Source passage:
Thoughts on Red Wagon (faux diner) on east hastings

tangentdesign | | Feb 16, 2011 04:18 PM

You've got to ask yourself if it really is progress that crappy greasy spoons are slowly being replaced retro-styled diners serving very similar food. Yes, I've written about this before with the case in point being the emergence of Lucy's Diner on Main Street. This time I'm at Nanaimo and Hastings at the Red Wagon and I'm getting a serious case of deja vu. Not, unfortunately, for the lost innocence of days gone by, but for the grim experience of having sat in one too many of these restaurant theme rides.

The Red Wagon is spacious; I'll give it that. And there's a nice 50s turquoise running all over the cupboards, tables and stools. Wood panelling running up the chair-rails evokes the basement suite aesthetic while the highback dining chairs with curvy backs take you back to the 80s, if you can go back that far.

Instruction 1:
For the diner review, decide whether each statement below agrees with the text: (a) the Red Wagon is at Nanaimo and Hastings; (b) the writer finds the Red Wagon cramped; (c) the highback dining chairs call up the 50s. Answer yes or no for each and quote the words of the review that settle it.

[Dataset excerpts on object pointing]
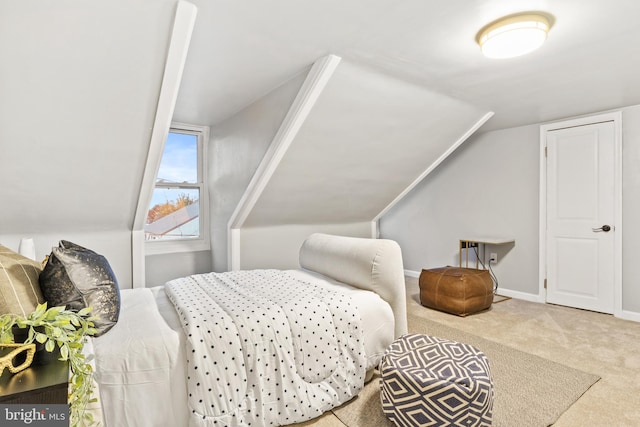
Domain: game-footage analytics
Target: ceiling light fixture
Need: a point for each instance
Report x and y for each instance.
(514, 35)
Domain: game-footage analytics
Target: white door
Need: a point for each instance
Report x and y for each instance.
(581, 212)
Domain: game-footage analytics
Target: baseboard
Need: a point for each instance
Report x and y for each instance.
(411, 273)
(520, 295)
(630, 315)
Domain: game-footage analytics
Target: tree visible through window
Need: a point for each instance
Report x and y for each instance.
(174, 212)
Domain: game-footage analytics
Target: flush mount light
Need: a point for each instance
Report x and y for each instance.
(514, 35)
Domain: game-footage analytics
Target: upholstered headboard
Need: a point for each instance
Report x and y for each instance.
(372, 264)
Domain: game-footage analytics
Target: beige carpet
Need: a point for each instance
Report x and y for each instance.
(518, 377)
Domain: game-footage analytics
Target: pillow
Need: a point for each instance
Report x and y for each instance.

* * *

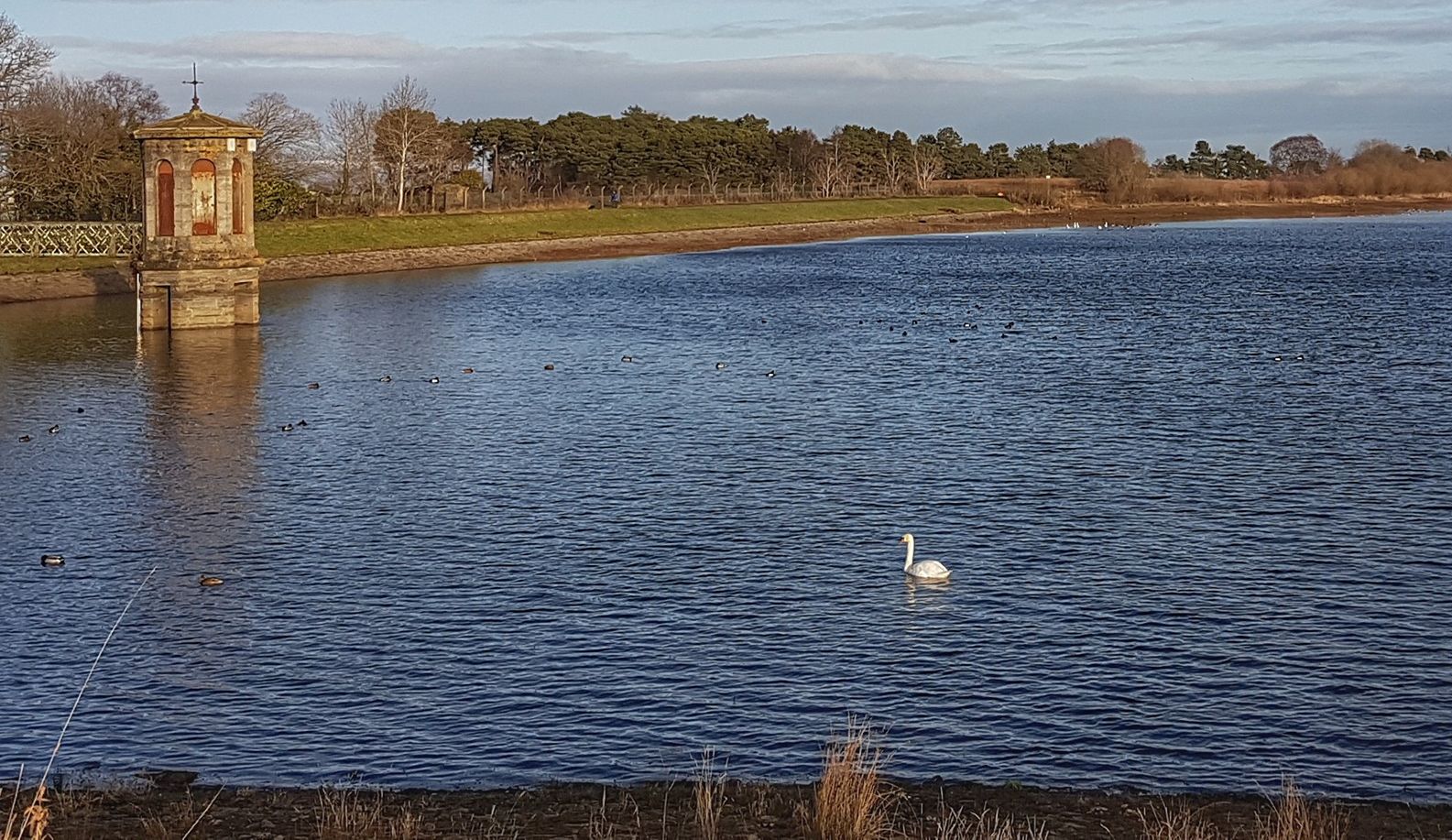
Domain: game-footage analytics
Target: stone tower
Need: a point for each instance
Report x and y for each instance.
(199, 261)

---

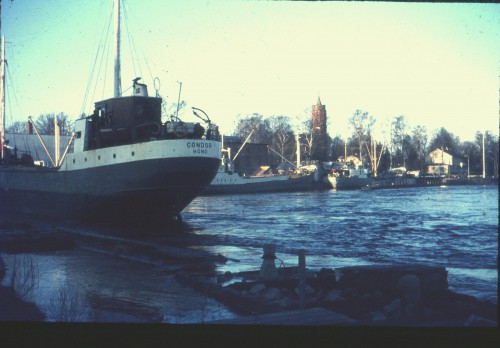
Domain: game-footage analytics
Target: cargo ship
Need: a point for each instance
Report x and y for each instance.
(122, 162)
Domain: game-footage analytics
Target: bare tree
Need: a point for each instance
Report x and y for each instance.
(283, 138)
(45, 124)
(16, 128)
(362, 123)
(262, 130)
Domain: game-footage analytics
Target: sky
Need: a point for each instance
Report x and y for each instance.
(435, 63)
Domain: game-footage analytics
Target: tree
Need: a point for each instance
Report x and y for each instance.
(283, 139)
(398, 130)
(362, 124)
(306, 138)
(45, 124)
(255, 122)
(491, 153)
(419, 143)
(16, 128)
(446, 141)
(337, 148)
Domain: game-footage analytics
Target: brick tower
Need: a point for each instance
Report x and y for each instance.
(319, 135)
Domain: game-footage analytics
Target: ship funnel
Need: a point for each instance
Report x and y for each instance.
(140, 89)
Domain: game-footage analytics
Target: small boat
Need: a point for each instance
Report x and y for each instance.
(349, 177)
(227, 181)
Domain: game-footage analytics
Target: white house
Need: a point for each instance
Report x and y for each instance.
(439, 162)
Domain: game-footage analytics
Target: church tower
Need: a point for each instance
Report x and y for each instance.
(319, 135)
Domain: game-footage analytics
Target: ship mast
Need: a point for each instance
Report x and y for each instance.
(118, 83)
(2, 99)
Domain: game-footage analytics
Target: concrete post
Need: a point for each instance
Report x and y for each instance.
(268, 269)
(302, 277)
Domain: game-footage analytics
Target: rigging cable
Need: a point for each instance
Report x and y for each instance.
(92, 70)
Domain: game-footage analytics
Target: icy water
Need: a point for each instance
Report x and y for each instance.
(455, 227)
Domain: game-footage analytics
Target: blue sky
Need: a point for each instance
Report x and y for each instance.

Instruction 2:
Show each line of the listing that contains the string "tree". Case counts.

Exercise response 1:
(a) Yes: "This time I'm at Nanaimo and Hastings at the Red Wagon"
(b) No: "The Red Wagon is spacious; I'll give it that."
(c) No: "the highback dining chairs with curvy backs take you back to the 80s"

Exercise response 2:
Target: tree visible through window
Target: bare tree
Target: tree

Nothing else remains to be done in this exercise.